Return every line of the rows below that contains the word "street", treating uppercase and lowercase as different.

Box-labeled dataset extracts:
○ ○ ○ ○ ○ ○ ○

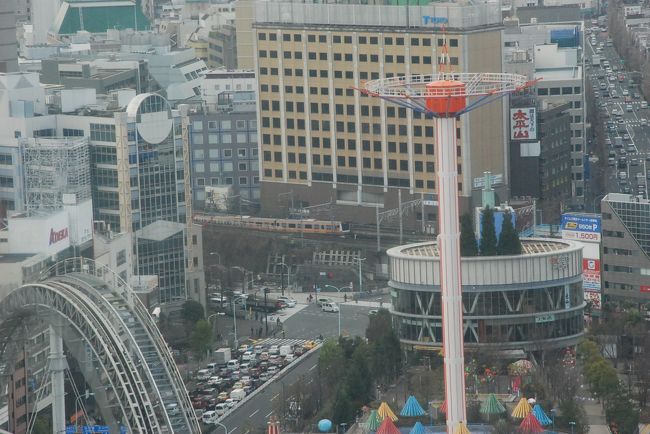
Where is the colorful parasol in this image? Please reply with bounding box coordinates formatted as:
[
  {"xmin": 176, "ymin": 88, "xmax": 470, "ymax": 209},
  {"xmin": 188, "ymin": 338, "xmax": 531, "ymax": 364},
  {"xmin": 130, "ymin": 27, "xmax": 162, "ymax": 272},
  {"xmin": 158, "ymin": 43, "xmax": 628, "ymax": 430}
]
[
  {"xmin": 519, "ymin": 412, "xmax": 544, "ymax": 434},
  {"xmin": 481, "ymin": 393, "xmax": 506, "ymax": 414},
  {"xmin": 533, "ymin": 404, "xmax": 553, "ymax": 426},
  {"xmin": 399, "ymin": 395, "xmax": 426, "ymax": 417},
  {"xmin": 409, "ymin": 421, "xmax": 427, "ymax": 434},
  {"xmin": 512, "ymin": 398, "xmax": 532, "ymax": 419},
  {"xmin": 377, "ymin": 401, "xmax": 397, "ymax": 422},
  {"xmin": 377, "ymin": 417, "xmax": 401, "ymax": 434},
  {"xmin": 454, "ymin": 422, "xmax": 470, "ymax": 434},
  {"xmin": 366, "ymin": 410, "xmax": 381, "ymax": 431},
  {"xmin": 266, "ymin": 415, "xmax": 280, "ymax": 434}
]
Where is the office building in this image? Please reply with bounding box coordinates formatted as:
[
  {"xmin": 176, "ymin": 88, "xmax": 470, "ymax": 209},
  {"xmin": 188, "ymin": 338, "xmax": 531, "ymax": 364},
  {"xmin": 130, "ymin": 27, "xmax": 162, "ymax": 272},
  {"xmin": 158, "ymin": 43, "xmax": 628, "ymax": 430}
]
[
  {"xmin": 510, "ymin": 95, "xmax": 573, "ymax": 220},
  {"xmin": 253, "ymin": 1, "xmax": 508, "ymax": 227},
  {"xmin": 190, "ymin": 101, "xmax": 260, "ymax": 212},
  {"xmin": 0, "ymin": 0, "xmax": 18, "ymax": 72},
  {"xmin": 388, "ymin": 238, "xmax": 585, "ymax": 358},
  {"xmin": 600, "ymin": 193, "xmax": 650, "ymax": 303},
  {"xmin": 503, "ymin": 19, "xmax": 587, "ymax": 208},
  {"xmin": 206, "ymin": 25, "xmax": 237, "ymax": 69}
]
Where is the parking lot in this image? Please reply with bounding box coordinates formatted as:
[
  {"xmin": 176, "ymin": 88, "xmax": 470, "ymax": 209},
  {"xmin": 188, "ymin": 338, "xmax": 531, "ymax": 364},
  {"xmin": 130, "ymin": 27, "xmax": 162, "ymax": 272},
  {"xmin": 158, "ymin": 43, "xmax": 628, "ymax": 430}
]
[
  {"xmin": 188, "ymin": 338, "xmax": 318, "ymax": 425},
  {"xmin": 586, "ymin": 18, "xmax": 650, "ymax": 200}
]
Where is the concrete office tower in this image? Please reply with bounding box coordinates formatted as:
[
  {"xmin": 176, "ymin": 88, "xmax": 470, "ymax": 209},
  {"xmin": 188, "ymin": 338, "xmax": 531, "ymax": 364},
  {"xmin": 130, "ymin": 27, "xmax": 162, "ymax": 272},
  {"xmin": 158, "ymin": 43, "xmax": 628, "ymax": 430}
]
[
  {"xmin": 0, "ymin": 0, "xmax": 18, "ymax": 72},
  {"xmin": 600, "ymin": 193, "xmax": 650, "ymax": 303},
  {"xmin": 253, "ymin": 1, "xmax": 508, "ymax": 227}
]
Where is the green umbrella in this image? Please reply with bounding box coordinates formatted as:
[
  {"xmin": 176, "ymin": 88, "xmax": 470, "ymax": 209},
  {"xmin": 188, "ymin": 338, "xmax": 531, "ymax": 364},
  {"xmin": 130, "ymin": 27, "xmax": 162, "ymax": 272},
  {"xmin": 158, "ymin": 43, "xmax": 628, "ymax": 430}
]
[
  {"xmin": 366, "ymin": 410, "xmax": 381, "ymax": 431},
  {"xmin": 481, "ymin": 393, "xmax": 506, "ymax": 415}
]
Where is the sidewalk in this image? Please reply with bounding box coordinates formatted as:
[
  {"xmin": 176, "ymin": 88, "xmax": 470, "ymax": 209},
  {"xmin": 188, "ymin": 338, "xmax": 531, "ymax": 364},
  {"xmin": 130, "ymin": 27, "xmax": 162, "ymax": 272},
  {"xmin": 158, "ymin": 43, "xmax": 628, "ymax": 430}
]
[{"xmin": 582, "ymin": 398, "xmax": 610, "ymax": 434}]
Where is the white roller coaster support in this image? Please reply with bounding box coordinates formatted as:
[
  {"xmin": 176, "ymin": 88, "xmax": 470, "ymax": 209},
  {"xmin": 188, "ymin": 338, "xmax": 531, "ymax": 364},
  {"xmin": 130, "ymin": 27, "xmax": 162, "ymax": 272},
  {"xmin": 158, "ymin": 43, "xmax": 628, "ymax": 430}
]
[
  {"xmin": 49, "ymin": 324, "xmax": 67, "ymax": 434},
  {"xmin": 435, "ymin": 116, "xmax": 467, "ymax": 433}
]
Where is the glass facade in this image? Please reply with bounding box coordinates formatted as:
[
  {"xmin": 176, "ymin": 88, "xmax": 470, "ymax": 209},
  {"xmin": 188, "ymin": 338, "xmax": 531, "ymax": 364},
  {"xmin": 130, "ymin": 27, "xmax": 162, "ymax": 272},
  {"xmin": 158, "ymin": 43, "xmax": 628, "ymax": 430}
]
[
  {"xmin": 392, "ymin": 282, "xmax": 583, "ymax": 347},
  {"xmin": 90, "ymin": 94, "xmax": 187, "ymax": 303}
]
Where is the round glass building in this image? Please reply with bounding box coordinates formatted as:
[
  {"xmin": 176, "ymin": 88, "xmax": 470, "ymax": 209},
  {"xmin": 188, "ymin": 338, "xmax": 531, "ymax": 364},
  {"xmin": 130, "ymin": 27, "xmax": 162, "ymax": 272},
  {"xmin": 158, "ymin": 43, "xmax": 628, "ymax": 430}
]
[{"xmin": 388, "ymin": 238, "xmax": 585, "ymax": 352}]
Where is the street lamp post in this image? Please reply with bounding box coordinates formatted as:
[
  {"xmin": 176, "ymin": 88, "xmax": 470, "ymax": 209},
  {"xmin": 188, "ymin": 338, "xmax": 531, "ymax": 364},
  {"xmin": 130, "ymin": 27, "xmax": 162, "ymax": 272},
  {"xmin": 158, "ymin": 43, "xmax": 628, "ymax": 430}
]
[
  {"xmin": 210, "ymin": 252, "xmax": 221, "ymax": 265},
  {"xmin": 230, "ymin": 298, "xmax": 239, "ymax": 349},
  {"xmin": 356, "ymin": 257, "xmax": 366, "ymax": 294},
  {"xmin": 74, "ymin": 392, "xmax": 95, "ymax": 432},
  {"xmin": 278, "ymin": 262, "xmax": 291, "ymax": 295},
  {"xmin": 551, "ymin": 408, "xmax": 556, "ymax": 431},
  {"xmin": 212, "ymin": 422, "xmax": 228, "ymax": 434}
]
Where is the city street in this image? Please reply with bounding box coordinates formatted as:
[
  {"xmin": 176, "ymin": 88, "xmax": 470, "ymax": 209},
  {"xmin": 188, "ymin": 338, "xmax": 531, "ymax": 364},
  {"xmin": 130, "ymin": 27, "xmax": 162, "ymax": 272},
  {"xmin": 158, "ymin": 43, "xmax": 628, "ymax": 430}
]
[
  {"xmin": 586, "ymin": 22, "xmax": 650, "ymax": 202},
  {"xmin": 206, "ymin": 350, "xmax": 320, "ymax": 434}
]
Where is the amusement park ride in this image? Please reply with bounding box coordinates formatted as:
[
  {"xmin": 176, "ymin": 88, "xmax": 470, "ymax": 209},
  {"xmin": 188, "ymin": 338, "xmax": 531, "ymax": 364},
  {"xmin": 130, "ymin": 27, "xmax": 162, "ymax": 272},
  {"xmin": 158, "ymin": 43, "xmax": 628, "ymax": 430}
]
[{"xmin": 358, "ymin": 28, "xmax": 533, "ymax": 433}]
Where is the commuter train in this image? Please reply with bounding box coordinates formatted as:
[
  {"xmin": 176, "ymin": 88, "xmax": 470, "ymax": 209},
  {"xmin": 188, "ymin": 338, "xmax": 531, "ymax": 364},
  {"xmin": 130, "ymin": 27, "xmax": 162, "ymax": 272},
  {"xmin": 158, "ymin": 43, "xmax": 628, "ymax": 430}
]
[{"xmin": 194, "ymin": 214, "xmax": 350, "ymax": 235}]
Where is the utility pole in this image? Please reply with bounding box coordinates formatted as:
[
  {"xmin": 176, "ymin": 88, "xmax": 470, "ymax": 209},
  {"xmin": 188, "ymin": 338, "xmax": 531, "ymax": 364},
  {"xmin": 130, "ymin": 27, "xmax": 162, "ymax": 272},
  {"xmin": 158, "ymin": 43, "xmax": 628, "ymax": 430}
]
[
  {"xmin": 420, "ymin": 193, "xmax": 426, "ymax": 233},
  {"xmin": 397, "ymin": 189, "xmax": 404, "ymax": 245},
  {"xmin": 264, "ymin": 288, "xmax": 269, "ymax": 335},
  {"xmin": 357, "ymin": 255, "xmax": 366, "ymax": 294}
]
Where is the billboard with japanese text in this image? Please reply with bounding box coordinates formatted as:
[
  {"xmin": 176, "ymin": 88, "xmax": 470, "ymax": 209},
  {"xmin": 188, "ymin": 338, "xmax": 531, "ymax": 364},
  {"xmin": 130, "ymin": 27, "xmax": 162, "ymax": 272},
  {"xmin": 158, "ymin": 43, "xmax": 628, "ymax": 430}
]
[{"xmin": 510, "ymin": 107, "xmax": 537, "ymax": 140}]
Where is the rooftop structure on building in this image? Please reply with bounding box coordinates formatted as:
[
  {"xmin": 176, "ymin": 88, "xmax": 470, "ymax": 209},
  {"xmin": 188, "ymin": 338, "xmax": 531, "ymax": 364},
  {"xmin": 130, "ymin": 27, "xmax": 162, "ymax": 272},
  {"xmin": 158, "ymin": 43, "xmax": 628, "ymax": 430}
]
[{"xmin": 49, "ymin": 0, "xmax": 151, "ymax": 38}]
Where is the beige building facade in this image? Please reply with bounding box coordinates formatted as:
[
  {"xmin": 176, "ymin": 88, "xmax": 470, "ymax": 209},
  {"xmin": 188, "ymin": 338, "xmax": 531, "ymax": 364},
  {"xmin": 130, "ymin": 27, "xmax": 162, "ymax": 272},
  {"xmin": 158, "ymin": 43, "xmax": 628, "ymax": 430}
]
[{"xmin": 253, "ymin": 1, "xmax": 508, "ymax": 224}]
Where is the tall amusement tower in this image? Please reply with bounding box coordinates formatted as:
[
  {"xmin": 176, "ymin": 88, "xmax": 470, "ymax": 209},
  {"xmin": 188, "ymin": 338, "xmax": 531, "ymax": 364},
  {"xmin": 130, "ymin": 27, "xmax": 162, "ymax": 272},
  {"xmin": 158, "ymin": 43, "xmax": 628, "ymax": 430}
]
[{"xmin": 360, "ymin": 71, "xmax": 529, "ymax": 433}]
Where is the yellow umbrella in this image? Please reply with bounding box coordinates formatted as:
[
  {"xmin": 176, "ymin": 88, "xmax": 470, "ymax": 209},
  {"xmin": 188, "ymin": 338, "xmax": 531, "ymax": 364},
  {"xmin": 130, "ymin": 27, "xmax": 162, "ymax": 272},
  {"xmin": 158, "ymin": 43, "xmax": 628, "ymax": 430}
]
[
  {"xmin": 377, "ymin": 402, "xmax": 397, "ymax": 422},
  {"xmin": 512, "ymin": 398, "xmax": 533, "ymax": 419},
  {"xmin": 454, "ymin": 422, "xmax": 470, "ymax": 434}
]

○ ○ ○ ○ ○ ○ ○

Response:
Where is the street lamp post in this image? Please reply with bounding box coordinates formatted as:
Where is the city street in this image? Please reply with bounding box coordinates formatted as:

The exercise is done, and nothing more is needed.